### Task description
Please format the lines from the very first one up to and including the line with "[0, 75, 540, 303]" as a Markdown table with a Row column for the row number and a Line column for the line itself, skipping any blank lines.

## START

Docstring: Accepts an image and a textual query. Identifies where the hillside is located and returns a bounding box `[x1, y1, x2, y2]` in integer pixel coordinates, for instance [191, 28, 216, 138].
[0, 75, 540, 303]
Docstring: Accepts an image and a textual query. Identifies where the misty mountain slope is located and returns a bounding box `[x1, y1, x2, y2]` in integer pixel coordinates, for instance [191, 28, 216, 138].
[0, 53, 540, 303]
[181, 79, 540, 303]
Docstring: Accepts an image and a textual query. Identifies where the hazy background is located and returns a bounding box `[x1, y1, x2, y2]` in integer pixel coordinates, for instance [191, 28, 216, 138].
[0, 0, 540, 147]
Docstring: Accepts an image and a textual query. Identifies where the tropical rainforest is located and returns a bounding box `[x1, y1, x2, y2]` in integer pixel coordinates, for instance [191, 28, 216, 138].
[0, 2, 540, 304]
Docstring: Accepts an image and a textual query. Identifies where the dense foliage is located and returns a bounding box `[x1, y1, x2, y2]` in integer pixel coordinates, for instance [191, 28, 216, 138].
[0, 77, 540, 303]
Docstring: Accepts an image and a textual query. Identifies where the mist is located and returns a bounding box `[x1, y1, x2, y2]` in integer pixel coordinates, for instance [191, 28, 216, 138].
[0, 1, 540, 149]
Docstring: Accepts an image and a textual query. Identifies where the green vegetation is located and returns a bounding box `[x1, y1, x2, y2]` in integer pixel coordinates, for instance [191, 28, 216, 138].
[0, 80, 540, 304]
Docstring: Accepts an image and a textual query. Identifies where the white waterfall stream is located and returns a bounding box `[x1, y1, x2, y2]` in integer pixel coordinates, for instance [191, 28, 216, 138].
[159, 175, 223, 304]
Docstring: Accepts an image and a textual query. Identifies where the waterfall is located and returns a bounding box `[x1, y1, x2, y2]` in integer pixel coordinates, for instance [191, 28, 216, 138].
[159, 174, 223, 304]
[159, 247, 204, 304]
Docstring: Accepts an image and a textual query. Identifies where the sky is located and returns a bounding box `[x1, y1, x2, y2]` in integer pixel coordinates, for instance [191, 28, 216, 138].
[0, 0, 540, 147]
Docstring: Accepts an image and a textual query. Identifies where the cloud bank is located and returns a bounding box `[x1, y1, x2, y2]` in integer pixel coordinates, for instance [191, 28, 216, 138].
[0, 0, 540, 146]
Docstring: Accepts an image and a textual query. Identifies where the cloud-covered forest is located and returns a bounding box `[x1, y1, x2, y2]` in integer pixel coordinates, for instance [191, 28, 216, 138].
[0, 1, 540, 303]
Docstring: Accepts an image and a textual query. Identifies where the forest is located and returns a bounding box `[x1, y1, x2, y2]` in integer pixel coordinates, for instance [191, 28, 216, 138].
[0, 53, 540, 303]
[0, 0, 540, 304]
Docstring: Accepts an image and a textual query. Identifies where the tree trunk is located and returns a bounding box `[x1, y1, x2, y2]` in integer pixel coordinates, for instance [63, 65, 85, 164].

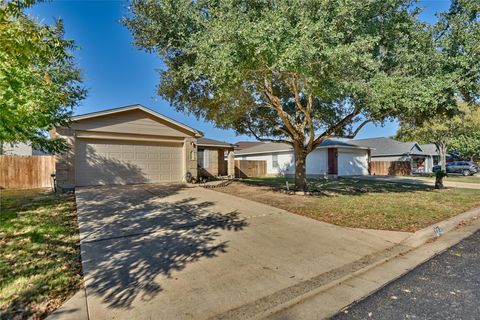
[435, 141, 447, 189]
[293, 143, 307, 191]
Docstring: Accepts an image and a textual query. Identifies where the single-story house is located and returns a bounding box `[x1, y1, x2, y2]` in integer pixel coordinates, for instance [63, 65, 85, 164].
[51, 105, 234, 186]
[235, 139, 370, 176]
[352, 137, 438, 173]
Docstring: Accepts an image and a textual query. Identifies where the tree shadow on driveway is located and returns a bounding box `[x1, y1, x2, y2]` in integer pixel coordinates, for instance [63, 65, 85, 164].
[79, 186, 248, 308]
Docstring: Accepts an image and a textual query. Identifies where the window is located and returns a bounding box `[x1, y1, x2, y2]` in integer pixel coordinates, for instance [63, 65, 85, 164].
[203, 150, 210, 169]
[272, 154, 278, 168]
[197, 149, 205, 168]
[197, 149, 210, 169]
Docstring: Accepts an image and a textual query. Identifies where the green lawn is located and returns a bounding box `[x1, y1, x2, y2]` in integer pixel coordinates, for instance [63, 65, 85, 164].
[0, 189, 82, 319]
[218, 178, 480, 231]
[413, 173, 480, 184]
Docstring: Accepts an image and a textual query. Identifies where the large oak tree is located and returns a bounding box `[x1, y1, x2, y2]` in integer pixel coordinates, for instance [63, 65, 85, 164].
[124, 0, 444, 189]
[0, 0, 85, 152]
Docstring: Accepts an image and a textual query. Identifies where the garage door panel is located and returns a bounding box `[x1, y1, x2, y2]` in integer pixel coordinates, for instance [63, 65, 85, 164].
[75, 139, 183, 186]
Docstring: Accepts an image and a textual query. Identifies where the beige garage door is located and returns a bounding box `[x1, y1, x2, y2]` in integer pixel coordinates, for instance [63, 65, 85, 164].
[75, 139, 183, 186]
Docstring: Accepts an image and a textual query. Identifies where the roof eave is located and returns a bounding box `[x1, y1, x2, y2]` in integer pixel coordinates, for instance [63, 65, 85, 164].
[71, 104, 203, 138]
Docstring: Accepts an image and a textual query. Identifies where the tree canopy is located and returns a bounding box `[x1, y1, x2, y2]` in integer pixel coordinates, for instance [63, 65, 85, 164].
[0, 1, 86, 152]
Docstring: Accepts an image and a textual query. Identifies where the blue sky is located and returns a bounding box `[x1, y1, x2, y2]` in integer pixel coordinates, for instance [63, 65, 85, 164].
[28, 0, 450, 142]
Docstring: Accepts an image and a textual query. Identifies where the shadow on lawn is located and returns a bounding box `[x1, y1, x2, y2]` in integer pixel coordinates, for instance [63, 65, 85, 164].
[242, 177, 434, 196]
[77, 186, 247, 308]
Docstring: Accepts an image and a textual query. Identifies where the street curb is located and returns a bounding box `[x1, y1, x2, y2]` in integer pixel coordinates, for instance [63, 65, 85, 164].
[401, 207, 480, 248]
[262, 207, 480, 319]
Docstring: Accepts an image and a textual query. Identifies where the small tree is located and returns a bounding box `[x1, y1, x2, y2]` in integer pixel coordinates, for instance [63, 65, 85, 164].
[125, 0, 442, 189]
[0, 1, 85, 152]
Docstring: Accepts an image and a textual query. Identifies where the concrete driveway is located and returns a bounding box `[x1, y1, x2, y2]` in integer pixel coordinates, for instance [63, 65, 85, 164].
[71, 185, 409, 319]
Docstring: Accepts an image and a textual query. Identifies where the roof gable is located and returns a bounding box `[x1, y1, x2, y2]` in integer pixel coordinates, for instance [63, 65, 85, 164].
[71, 105, 202, 137]
[354, 137, 424, 157]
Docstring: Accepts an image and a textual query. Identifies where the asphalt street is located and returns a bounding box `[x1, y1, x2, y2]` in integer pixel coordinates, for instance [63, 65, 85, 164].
[333, 232, 480, 319]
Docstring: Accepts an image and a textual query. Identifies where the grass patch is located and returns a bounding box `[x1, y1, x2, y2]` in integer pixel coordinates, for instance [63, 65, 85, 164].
[413, 174, 480, 184]
[0, 189, 82, 319]
[216, 178, 480, 231]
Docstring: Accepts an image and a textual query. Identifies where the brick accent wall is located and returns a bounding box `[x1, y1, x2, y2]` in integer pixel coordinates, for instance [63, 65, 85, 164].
[183, 138, 198, 179]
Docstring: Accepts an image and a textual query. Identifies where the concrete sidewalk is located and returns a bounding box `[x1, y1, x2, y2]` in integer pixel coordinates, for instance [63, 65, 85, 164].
[49, 185, 411, 319]
[355, 176, 480, 189]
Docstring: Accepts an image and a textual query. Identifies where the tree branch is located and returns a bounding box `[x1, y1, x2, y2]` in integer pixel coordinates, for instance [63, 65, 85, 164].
[265, 79, 300, 140]
[245, 117, 293, 145]
[313, 109, 360, 147]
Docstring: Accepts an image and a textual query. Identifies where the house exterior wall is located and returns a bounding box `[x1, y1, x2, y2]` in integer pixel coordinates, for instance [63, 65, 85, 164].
[338, 148, 369, 176]
[235, 152, 295, 176]
[51, 110, 203, 185]
[183, 137, 198, 179]
[236, 148, 368, 177]
[198, 147, 223, 177]
[0, 142, 33, 156]
[372, 156, 410, 161]
[51, 128, 75, 186]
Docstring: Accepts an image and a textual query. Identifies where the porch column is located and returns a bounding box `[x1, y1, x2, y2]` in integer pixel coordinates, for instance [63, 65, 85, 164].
[328, 148, 338, 175]
[227, 150, 235, 178]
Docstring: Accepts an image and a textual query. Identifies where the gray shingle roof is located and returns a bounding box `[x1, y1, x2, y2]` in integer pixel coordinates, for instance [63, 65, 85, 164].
[351, 137, 428, 157]
[236, 139, 369, 155]
[420, 143, 438, 156]
[197, 137, 235, 148]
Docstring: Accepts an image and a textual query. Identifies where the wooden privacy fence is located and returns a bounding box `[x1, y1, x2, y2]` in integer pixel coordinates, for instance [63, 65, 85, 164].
[0, 155, 55, 189]
[235, 160, 267, 178]
[370, 161, 412, 176]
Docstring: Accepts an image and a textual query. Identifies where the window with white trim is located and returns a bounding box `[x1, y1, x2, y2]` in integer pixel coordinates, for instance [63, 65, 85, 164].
[203, 149, 210, 169]
[272, 154, 278, 168]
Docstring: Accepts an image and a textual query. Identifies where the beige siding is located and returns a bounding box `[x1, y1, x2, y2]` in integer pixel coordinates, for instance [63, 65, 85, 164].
[75, 139, 183, 186]
[71, 110, 192, 137]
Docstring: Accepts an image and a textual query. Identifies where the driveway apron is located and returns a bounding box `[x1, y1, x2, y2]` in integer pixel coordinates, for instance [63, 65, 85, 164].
[76, 185, 409, 319]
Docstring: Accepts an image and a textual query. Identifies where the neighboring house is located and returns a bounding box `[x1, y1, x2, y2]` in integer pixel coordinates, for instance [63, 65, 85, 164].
[51, 105, 234, 186]
[0, 142, 47, 156]
[352, 137, 438, 173]
[235, 139, 370, 176]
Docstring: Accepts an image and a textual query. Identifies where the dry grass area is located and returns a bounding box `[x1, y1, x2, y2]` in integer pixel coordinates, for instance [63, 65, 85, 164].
[215, 178, 480, 232]
[0, 189, 82, 319]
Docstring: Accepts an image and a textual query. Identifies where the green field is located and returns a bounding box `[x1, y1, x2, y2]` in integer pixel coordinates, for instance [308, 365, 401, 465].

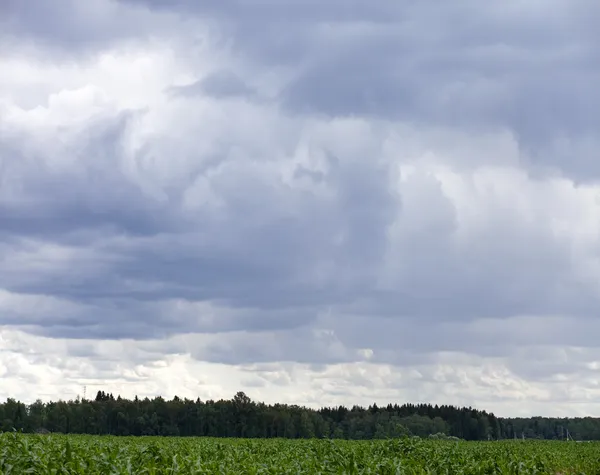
[0, 433, 600, 475]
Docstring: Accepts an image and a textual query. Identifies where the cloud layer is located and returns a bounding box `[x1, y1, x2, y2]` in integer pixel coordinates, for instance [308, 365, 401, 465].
[0, 0, 600, 415]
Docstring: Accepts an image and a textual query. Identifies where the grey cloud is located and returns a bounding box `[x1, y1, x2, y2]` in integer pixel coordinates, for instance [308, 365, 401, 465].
[172, 71, 257, 99]
[126, 0, 600, 180]
[0, 1, 600, 406]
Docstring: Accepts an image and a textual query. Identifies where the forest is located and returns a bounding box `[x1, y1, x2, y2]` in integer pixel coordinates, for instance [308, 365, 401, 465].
[0, 391, 600, 440]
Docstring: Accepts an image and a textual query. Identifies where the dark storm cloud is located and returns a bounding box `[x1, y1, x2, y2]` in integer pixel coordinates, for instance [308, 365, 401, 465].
[123, 0, 600, 180]
[0, 0, 600, 378]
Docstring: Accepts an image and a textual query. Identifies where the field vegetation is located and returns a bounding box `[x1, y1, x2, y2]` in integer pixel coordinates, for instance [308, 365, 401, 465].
[0, 432, 600, 475]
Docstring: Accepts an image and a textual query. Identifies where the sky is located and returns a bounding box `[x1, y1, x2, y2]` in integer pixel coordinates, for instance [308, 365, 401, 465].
[0, 0, 600, 416]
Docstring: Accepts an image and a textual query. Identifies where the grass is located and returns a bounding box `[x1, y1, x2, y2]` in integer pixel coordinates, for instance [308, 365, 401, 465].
[0, 433, 600, 475]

## END

### Full solution
| Row | Line |
|---|---|
| 1 | Docstring: Accepts an image and a textual query. Identifies where the hillside is located and returns a bounding box `[x1, y1, x2, y2]` in integer pixel coordinates, for instance [191, 28, 216, 138]. |
| 2 | [0, 75, 540, 303] |